## BEGIN PAGE TEXT

ML Infra Best Practices: Top Challenges today

Manjot Pahwa
7 min readFeb 14, 2020

--

With data science becoming as ubiquitous as it is deemed to be in all types of companies and industries: AI-first, cloud-native and traditional enterprise, the rise of an infrastructure stack dedicated to AI is inevitable. There are many places where current software engineering tooling falls short — data science development is fundamentally different from software engineering necessitating the need to rethink several layers of this stack. The broad tenets of difference include:

Data science is experimentative and nondeterministic in nature unlike traditional software engineering. There’s a lot of iteration and no deterministic guarantees around end performance or timeline.

Data science involves far more complexity in terms of stakeholders involved. In order to produce one output which is a working model, you need to involve data engineering for data pipelines, data scientists for model building, ML engineers for productionizing, product managers for the business take, and executive level approval.

Data science involves a lot more artifacts compared to traditional software engineering. Traditional software development mostly concerns itself with code, while machine learning development needs to track plots during all the data exploration phase, code of the model training and feature development process, the actual models themselves, features created, and finally metrics of the model performance.

Despite data science and machine learning reaching the hype they have, we’re still in infancy as far as maturity of Machine learning infrastructure goes. When I refer to ML infrastructure, I refer to infrastructure that would help manage, mitigate and prevent the issues one has with data science in production or at scale.

Below are mentioned some of the broad scoped problem areas for ML infrastructure: model versioning and management, model monitoring, explainability, model deployment and serving.

Hierarchy of needs for data science

Model Versioning & Management

Model versioning is similar in principle to code versioning, however model versioning is a lot more complex considering the code is not the only output for machine learning development. An ideal solution for versioning would involve tracking code, model, data, features and metrics as a single unit. This would be the smallest reproducible capsule for an ML solution. Besides tracking all these artifacts, tracking lineages of data and model, especially data, is critical for understanding the context behind creating those models and features. Reasons for lineage being critical: for reusing someone else’s feature or dataset, audit trails of data transformations, compliance requirements and many more.

Currently most data scientists use a combination of notebooks and Git for version control. Most data science teams have ad-hoc solutions in place to version control the way they want to such as in this Stackoverflow thread. This is due to the lack of first class support in Github for machine learning artifacts and a lack of seamless integration of notebooks with Git (option to choose only inputs or outputs, tracking associations and tracking lineages).This manual operation has several problems including:

The lack of seamless integration with git for machine learning models requires data scientists to save the training code in Github, the dataset in maybe S3 and the actual model somewhere else. Github and Gitlab recently added GitLFS so that large files can be added to the same repo, but the version control of that dataset and the training code works in isolation. This makes it very difficult to associate the dataset with the model.

## END PAGE TEXT
## BEGIN DATASET EXTRACT

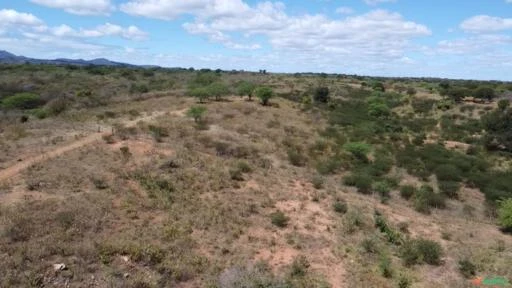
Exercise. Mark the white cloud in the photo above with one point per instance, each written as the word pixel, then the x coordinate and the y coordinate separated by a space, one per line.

## END DATASET EXTRACT

▶ _WHAT YOU SHOULD DO_: Carry on the article about machine learning infrastructure from the point where it stops, picking up right after its last sentence and ignoring the material.

▶ _EXERCISE RESULT_:
Custom versioning of only inputs or outputs (such as plots and metrics) are done either completely manually or by ad-hoc scripts that the data science team has to maintain. Unsuccessful attempts are almost always lost and usually repeated in the next iteration.

Collaboration is still a nightmare for many reasons. The versioning of the training code and dataset transformation might be completely isolated. Currently there is no automated way to associate code, data, model, metrics in the same place outside of notebooks, which are unsearchable and have to parsed manually.

Model management is an area of itself. As an organization becomes mature and starts continuously developing, deploying and maintaining models, a model management solution becomes inevitable with the growth in the number of data science artifacts and models.

Data version control is very different from code version control. For data, you need to be able to see all the diffs, how new features were generated; data was cleaned, munged and wrangled; provenance; etc.

Model Monitoring

One of the first questions to answer before deploying a model is what is the business risk of deploying this model? Besides the obvious things to monitor related to the health of the model, there are several aspects about the performance of a model that you will need to monitor in a production setup.

Overall health of the model: This involves monitoring the basic health, uptime, metrics et al of the model. There are many tools both open source and licensed available to monitor the health of your machine learning jobs.

Offline model evaluations: Offline model evaluation is done post training, in the validation and testing phase of the model building lifecycle. This typically involves evaluating certain model metrics (depending on the type of model) you’ve just built before deploying it to production. There are various methods for today for validating the model: cross validation, hold out validation, bootstrap and jackknife. For testing the model, typically the data scientist splits the golden dataset into a train and test dataset in the beginning and tests the model on the pristine test dataset which the model has never seen before. This gives a fair picture of the performance of the model on unseen data.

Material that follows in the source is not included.